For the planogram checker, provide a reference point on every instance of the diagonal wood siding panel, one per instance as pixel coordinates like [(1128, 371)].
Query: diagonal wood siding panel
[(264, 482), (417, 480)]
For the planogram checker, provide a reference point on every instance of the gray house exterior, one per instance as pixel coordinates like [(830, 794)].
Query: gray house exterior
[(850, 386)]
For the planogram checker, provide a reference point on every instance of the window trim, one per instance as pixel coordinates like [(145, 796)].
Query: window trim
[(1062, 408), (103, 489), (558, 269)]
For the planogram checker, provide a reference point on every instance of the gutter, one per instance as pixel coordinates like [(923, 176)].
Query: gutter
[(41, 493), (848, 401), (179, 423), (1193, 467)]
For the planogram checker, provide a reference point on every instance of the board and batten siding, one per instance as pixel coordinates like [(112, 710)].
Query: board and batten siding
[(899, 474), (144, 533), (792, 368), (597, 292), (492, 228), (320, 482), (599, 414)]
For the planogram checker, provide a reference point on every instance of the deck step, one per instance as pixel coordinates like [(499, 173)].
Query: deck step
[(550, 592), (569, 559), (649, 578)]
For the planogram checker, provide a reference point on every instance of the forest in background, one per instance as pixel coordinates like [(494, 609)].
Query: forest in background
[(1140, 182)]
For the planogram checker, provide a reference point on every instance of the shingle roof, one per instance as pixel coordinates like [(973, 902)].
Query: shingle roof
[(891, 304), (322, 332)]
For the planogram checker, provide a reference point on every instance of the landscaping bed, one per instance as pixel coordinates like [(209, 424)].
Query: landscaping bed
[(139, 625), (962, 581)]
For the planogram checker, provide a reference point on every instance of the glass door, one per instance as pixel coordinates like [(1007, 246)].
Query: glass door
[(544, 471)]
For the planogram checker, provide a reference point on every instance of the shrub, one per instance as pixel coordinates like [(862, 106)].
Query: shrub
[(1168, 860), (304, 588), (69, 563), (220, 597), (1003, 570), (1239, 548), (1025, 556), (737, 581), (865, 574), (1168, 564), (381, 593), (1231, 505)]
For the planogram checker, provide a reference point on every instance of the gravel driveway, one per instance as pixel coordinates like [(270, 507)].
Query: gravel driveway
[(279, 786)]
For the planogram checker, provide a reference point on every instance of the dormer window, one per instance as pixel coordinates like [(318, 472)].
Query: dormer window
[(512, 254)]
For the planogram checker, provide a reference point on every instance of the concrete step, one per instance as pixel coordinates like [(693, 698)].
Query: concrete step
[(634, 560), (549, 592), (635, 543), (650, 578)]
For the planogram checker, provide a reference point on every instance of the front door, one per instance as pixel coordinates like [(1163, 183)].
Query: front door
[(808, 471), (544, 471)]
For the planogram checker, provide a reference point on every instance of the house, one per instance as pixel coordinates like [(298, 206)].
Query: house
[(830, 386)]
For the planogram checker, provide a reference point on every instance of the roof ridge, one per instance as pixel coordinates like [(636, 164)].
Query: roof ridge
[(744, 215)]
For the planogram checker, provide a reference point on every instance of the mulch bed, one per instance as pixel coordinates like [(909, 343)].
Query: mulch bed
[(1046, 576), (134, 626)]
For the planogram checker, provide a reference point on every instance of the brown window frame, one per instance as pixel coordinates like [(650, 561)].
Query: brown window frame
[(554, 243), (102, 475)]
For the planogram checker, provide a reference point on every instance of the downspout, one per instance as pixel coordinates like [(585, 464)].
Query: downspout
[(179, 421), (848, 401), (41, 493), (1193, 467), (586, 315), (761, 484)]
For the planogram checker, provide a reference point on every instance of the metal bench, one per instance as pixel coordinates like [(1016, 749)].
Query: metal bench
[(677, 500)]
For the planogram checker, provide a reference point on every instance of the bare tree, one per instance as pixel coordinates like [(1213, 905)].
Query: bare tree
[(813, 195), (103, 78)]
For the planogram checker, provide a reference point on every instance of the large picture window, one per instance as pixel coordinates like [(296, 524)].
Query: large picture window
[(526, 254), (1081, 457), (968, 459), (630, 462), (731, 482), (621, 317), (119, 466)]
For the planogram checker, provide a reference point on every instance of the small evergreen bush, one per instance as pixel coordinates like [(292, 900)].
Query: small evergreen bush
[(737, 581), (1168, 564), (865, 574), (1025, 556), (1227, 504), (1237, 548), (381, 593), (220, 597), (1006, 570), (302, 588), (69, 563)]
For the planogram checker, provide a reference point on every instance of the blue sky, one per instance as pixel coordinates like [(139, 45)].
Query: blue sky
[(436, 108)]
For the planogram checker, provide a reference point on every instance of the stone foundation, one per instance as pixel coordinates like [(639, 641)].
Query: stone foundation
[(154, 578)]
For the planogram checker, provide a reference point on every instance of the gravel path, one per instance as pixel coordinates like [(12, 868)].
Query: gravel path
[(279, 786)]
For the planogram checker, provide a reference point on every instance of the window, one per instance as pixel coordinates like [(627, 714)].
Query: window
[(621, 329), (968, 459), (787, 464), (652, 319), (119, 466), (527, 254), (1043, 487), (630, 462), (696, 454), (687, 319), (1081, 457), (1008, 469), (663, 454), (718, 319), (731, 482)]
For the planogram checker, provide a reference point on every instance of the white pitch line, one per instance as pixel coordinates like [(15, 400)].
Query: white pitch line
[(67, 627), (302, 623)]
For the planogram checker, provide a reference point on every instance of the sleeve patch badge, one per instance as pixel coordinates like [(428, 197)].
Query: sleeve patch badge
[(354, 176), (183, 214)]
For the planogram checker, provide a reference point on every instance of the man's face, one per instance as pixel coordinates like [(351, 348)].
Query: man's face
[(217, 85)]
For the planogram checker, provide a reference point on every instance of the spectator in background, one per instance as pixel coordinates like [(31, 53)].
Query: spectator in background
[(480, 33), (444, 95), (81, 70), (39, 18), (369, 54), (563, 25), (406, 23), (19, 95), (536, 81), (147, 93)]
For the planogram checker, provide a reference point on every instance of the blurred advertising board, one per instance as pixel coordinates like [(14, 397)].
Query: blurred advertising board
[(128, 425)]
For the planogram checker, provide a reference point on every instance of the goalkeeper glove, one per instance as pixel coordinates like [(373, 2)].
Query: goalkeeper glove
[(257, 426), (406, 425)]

...

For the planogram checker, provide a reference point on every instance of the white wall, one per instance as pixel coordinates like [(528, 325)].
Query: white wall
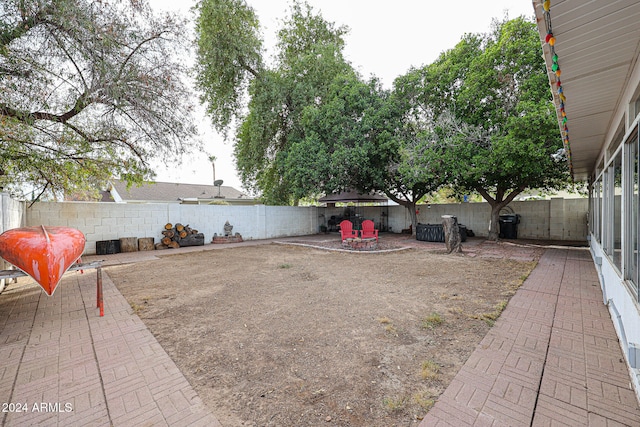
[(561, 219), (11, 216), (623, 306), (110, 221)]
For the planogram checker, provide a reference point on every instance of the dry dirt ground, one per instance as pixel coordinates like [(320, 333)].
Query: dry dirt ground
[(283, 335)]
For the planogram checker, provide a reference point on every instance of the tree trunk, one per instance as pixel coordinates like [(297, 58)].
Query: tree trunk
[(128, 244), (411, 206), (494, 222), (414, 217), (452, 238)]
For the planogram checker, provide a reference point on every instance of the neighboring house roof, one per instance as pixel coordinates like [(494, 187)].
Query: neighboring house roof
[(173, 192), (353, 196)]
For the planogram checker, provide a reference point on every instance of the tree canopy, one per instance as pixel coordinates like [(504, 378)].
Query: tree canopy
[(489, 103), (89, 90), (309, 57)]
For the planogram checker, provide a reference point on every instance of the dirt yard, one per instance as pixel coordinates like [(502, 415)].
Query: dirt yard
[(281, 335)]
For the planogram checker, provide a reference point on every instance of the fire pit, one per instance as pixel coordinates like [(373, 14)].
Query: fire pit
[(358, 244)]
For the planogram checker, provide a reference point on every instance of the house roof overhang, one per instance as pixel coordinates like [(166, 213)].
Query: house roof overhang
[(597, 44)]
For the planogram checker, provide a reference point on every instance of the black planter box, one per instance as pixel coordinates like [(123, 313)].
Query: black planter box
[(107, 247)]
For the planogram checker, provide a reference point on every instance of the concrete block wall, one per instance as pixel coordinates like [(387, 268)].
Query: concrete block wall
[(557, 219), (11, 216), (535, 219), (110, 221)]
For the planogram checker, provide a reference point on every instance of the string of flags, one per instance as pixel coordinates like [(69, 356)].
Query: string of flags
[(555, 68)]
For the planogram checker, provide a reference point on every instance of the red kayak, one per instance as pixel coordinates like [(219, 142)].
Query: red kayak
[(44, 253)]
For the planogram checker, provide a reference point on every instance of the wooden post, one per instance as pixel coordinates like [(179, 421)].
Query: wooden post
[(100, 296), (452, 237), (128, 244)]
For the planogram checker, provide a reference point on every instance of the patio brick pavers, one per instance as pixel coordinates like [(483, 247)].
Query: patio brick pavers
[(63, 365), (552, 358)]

▶ Do this: Reproduce the records word for word, from the line containing "like [(502, 415)]." through the line containing "[(107, 247)]", with both of those lines included.

▶ Response:
For the planogram checker, provide a reference point on every instance of the dirt yard, one per instance as pixel coordinates like [(502, 415)].
Query: dirt yard
[(281, 335)]
For the planogram checker, provide a reference point on every instance of the fire pit, one per instance as pixel coordinates like [(373, 14)].
Query: fire pit
[(358, 244)]
For the planogram checker, provide a reference point on every instance of the house roof overhang, one per instance as pixel coordinates like [(166, 213)].
Query: house roof overhang
[(597, 44)]
For the planogram checker, provide a reference point on every instance of the black planter box, one per instance as pixel coordinates like [(123, 313)].
Query: black planter box
[(107, 247)]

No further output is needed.